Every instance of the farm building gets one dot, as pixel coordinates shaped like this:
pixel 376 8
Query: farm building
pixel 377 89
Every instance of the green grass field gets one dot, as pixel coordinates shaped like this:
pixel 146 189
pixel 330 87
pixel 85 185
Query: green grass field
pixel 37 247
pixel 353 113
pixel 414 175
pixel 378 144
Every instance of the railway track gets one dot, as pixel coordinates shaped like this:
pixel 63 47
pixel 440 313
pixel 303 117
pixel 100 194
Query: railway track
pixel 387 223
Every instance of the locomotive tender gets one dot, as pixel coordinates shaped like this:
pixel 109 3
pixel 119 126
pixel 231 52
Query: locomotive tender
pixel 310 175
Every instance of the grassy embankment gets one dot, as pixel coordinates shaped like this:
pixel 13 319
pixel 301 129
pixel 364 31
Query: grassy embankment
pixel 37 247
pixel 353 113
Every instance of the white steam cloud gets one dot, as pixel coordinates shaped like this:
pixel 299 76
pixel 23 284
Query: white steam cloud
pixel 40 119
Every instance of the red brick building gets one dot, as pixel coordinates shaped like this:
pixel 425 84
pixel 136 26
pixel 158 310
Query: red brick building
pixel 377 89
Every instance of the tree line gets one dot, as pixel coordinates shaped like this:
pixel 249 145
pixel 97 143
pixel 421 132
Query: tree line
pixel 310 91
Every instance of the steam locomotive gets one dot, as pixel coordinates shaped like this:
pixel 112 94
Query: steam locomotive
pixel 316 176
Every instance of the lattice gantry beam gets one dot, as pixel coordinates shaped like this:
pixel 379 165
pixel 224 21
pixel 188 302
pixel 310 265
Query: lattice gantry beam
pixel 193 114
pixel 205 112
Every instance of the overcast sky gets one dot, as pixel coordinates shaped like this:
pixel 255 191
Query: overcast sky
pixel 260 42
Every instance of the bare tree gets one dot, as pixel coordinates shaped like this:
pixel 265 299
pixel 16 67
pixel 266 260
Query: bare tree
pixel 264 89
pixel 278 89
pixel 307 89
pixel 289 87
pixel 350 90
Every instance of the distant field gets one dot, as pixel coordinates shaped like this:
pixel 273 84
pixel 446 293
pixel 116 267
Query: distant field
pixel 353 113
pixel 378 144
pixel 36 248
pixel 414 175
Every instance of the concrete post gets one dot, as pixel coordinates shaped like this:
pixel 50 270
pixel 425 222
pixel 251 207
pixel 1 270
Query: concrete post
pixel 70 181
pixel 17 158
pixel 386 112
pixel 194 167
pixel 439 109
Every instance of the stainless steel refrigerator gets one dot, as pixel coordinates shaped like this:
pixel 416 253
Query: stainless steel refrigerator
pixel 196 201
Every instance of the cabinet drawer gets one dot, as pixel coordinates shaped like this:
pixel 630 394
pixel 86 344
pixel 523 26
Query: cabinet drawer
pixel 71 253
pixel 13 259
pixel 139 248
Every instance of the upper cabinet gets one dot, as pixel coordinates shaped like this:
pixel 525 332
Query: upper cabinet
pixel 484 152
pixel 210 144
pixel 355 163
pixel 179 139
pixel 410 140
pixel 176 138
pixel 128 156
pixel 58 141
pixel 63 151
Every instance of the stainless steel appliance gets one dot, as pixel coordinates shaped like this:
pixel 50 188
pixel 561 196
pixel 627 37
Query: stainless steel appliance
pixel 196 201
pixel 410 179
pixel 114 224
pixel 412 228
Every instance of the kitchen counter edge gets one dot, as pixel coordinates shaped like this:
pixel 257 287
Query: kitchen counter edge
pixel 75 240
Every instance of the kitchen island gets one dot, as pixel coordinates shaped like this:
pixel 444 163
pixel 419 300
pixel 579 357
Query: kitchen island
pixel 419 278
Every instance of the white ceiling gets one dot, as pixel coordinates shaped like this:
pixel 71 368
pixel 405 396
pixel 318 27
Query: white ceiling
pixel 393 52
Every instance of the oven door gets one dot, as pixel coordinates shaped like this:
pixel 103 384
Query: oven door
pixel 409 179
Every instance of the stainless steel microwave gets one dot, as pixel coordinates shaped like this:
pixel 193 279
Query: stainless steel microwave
══════════
• _WHAT TO WORK ON_: Reproduce verbatim the stretch of rows from the line containing "Every instance of the locomotive" through the line containing "pixel 439 109", including both of those lines.

• _SOLUTION TO THIS TASK_:
Every instance of the locomotive tender gets one dot, as pixel coordinates shaped like this:
pixel 109 3
pixel 119 126
pixel 231 52
Query: locomotive tender
pixel 310 175
Every instance of the grassy embankment gets one dot, as pixel coordinates shaped like this:
pixel 13 319
pixel 301 129
pixel 364 31
Query: grassy embankment
pixel 37 247
pixel 353 113
Every instance of the white steam cloud gets one dot, as pixel coordinates shaped like this:
pixel 299 76
pixel 23 284
Query: white steam cloud
pixel 40 119
Every instance of the red brick building gets one dot, as pixel coordinates shaped like this:
pixel 425 84
pixel 136 26
pixel 158 310
Query: red brick building
pixel 377 89
Every instance of the tree line gets one dot, as pixel coordinates shaped like this:
pixel 249 145
pixel 97 143
pixel 421 132
Query: tree line
pixel 310 91
Every instance of the steam locomotive gets one dot, as pixel coordinates shaped like this:
pixel 112 94
Query: steam locomotive
pixel 316 176
Every instance of the lattice gantry beam gets one dot, as pixel coordinates shaped like this:
pixel 379 165
pixel 224 21
pixel 188 302
pixel 310 265
Query: lattice gantry beam
pixel 193 114
pixel 205 112
Every instance of the overcast sky gets one dot, as pixel coordinates shaped like this:
pixel 255 191
Query: overcast sky
pixel 260 42
Every instance of the bare tree gets one dot, as pixel coordinates shaped like this:
pixel 265 299
pixel 16 67
pixel 266 260
Query: bare tree
pixel 264 89
pixel 278 89
pixel 307 89
pixel 289 87
pixel 350 90
Every instance of the distant field gets one dot, as pixel coordinates shaped like this:
pixel 273 84
pixel 446 293
pixel 116 267
Query: distant field
pixel 353 113
pixel 378 144
pixel 36 248
pixel 414 175
Every instance of the concrete post gets one dot, as pixel coordinates shaped like this:
pixel 50 270
pixel 425 222
pixel 251 207
pixel 1 270
Query: concrete post
pixel 70 181
pixel 17 158
pixel 386 112
pixel 194 167
pixel 439 109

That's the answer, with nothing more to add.